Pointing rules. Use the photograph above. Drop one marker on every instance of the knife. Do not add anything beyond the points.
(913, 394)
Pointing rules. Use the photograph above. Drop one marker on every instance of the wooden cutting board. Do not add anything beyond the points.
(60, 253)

--- --- ---

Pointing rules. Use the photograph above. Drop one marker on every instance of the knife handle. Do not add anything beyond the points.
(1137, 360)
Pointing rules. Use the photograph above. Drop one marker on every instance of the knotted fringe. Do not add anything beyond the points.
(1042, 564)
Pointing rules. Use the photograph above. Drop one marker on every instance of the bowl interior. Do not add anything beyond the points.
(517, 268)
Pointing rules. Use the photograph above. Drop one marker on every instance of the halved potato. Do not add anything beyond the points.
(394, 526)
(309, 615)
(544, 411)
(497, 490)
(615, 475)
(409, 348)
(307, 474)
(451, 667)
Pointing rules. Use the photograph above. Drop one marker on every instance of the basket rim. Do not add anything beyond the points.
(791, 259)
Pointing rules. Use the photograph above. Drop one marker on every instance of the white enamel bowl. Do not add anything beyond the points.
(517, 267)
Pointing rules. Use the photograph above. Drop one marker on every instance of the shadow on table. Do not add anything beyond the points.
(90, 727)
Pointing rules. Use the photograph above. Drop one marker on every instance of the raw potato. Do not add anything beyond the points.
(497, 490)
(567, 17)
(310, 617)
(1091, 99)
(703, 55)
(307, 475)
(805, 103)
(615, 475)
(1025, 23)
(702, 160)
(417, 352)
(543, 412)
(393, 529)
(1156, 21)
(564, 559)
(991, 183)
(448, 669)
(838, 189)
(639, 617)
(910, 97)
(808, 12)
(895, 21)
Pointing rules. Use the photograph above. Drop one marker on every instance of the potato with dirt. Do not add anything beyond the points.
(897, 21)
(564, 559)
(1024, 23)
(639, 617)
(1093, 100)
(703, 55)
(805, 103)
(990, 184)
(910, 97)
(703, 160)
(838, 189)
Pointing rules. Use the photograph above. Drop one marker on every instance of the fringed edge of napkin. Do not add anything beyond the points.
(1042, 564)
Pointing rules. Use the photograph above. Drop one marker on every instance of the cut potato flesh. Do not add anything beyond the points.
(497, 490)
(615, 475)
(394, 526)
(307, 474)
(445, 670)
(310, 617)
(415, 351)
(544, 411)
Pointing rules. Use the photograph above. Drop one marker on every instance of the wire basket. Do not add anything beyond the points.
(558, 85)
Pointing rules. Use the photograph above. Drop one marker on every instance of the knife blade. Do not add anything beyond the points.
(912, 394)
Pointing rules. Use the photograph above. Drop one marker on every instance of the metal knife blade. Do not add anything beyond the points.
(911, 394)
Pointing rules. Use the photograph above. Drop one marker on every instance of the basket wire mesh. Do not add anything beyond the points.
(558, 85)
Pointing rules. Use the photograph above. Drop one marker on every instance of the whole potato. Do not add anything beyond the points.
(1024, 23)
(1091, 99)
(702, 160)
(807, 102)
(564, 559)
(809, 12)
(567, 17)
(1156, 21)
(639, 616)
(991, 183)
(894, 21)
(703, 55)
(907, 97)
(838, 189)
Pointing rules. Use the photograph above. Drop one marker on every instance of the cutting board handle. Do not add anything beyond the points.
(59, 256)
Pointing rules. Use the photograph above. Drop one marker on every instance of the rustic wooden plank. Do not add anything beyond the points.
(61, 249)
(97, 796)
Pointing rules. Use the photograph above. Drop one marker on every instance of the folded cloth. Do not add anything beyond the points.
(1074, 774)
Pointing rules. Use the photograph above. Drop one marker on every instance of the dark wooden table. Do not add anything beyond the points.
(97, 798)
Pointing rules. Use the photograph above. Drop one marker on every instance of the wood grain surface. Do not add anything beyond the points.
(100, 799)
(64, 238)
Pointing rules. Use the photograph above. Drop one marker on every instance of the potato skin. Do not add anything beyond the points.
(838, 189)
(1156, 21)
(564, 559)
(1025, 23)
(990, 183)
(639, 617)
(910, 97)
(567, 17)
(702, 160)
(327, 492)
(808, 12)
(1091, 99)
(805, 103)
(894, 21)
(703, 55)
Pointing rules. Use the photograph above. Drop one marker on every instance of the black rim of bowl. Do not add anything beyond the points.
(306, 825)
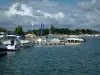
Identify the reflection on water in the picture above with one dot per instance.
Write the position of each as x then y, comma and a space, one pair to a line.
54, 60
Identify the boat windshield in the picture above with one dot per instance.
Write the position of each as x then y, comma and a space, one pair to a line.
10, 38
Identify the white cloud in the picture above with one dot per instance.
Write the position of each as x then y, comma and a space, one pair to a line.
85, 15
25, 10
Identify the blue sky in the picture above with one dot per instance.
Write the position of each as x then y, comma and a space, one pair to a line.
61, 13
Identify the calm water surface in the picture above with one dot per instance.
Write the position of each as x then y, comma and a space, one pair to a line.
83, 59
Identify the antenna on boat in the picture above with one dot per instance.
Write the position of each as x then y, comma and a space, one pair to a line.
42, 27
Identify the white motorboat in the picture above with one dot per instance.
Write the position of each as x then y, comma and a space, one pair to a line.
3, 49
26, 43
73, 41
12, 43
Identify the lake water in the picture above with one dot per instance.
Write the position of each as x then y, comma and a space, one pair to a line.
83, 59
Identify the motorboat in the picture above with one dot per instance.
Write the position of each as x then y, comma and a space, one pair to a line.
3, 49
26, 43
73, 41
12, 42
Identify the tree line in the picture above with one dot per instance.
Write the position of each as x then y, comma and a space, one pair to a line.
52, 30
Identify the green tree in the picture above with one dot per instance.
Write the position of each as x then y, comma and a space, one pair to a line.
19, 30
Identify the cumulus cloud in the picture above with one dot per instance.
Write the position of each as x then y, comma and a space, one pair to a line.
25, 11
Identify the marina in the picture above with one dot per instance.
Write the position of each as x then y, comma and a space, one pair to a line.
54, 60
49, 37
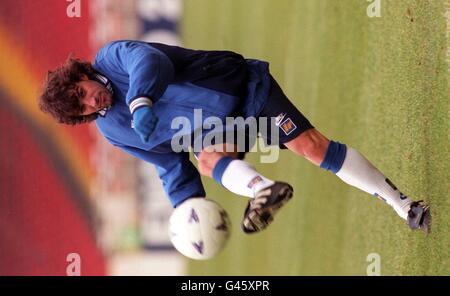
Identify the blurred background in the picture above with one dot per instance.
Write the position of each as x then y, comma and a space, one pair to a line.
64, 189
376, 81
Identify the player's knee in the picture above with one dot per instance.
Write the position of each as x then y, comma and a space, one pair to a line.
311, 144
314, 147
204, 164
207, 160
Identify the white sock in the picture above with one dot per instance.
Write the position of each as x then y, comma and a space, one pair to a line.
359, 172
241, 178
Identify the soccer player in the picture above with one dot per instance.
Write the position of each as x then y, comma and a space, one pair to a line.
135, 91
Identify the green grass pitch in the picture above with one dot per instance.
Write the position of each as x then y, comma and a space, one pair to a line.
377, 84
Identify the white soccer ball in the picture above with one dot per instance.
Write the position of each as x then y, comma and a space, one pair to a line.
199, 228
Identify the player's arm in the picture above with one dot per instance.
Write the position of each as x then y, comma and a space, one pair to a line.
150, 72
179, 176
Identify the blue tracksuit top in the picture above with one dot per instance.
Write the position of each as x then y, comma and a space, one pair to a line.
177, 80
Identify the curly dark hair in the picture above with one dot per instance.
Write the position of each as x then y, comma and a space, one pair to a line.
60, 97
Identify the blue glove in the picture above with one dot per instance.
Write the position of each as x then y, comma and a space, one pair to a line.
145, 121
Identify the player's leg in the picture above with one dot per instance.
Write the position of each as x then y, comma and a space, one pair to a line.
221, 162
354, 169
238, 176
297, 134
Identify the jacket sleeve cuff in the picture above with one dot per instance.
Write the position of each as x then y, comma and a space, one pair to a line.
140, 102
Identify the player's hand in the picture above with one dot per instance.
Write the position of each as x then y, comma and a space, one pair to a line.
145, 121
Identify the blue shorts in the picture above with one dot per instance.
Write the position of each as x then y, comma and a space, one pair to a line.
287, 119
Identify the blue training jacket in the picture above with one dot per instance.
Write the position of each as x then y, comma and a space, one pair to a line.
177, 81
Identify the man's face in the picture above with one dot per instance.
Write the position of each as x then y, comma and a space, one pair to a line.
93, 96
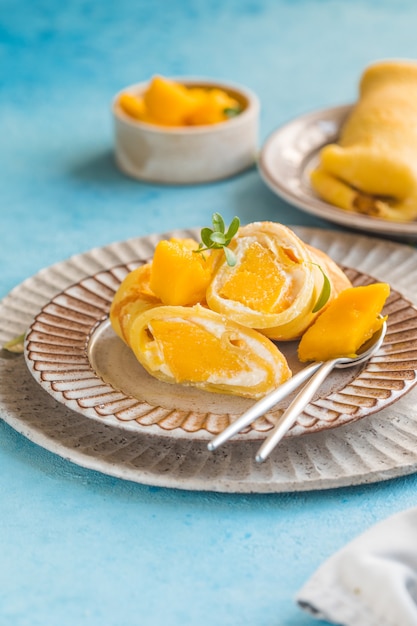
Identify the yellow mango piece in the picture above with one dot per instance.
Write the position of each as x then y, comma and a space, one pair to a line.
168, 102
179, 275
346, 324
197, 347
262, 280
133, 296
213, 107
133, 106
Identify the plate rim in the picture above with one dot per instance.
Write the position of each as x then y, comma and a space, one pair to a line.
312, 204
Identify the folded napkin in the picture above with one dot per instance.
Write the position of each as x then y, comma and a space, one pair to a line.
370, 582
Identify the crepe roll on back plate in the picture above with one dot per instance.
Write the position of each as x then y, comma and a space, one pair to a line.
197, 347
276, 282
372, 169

--- --- ---

> [PROBLEM DETAILS]
Looking at the listing above, which lines run from the one containing "surface. Do not add anything beyond the points." through the one containing "Identify the white cloud"? Print exactly those, ends included, pictures excluded.

> [YOUR RESPONSE]
Pointing rules. Use the photograph above. Drop one marker on every instance of the wood grain surface. Do not add anything beyond the points.
(100, 799)
(64, 238)
Pointing rules. Use the photograph above. Drop one marker on every instance of the potato skin. Do not add anything beyond the points.
(838, 189)
(1156, 21)
(564, 559)
(1025, 23)
(990, 183)
(639, 617)
(910, 97)
(567, 17)
(702, 160)
(327, 492)
(808, 12)
(1091, 99)
(805, 103)
(894, 21)
(703, 55)
Pointing rules. Use the photograph above. Drop one marker on every instance of the black rim of bowl. Do not add anything beyond the points.
(306, 825)
Identify the reflection on water in the picture above with one dot per instance.
Write the position of each as x then y, comma and a space, one pair to a line.
54, 60
Identify the boat windshield in the picture above with one dot per instance.
Write the position of each as x then y, comma and a space, one pair to a line.
10, 38
Identify the white cloud in the picture above with one dot per instance.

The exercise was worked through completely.